→ **EXERCISE INSTRUCTIONS**
Print the entries in full, word for word, but not the pictures.
◇ ◇ ◇
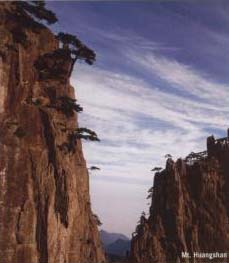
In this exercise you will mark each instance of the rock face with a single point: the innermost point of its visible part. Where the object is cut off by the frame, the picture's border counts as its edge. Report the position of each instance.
(189, 210)
(45, 212)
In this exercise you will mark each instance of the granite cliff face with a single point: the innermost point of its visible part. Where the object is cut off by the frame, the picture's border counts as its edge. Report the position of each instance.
(45, 212)
(189, 210)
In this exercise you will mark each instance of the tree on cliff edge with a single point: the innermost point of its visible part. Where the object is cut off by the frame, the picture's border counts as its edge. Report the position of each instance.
(38, 10)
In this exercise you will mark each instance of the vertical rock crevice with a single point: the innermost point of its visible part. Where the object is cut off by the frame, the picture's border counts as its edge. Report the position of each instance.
(44, 191)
◇ ◇ ◇
→ **PROBLEM SOLUTION**
In this exercise you will mark each instance of the rock face with a single point: the innermost point of its visible part. Where the object is cut off by the frame, the picture's border counts as its edge. Report the position of each instance.
(189, 210)
(45, 212)
In this exercise you will mark each instance of the granite cliff face with a single point: the innermost point of its visible part. Where the object is cut off by the frame, the picture's border counts as its edge. Report the position of each instance.
(45, 212)
(189, 210)
In this exercise you will mark each instance of the tree on cliff edge with a single point: the innermost point of its visible part. Where the object is cut off by the frame, the picture's border counts as its edge. Report the position of each instance.
(38, 10)
In this exercise you will mark each instance of the vertical rock crevice with a single point: the innermost point of its visible part. Where the object is cut off by the frame, the picture's border counts as its edge. Report the position of each instance.
(44, 191)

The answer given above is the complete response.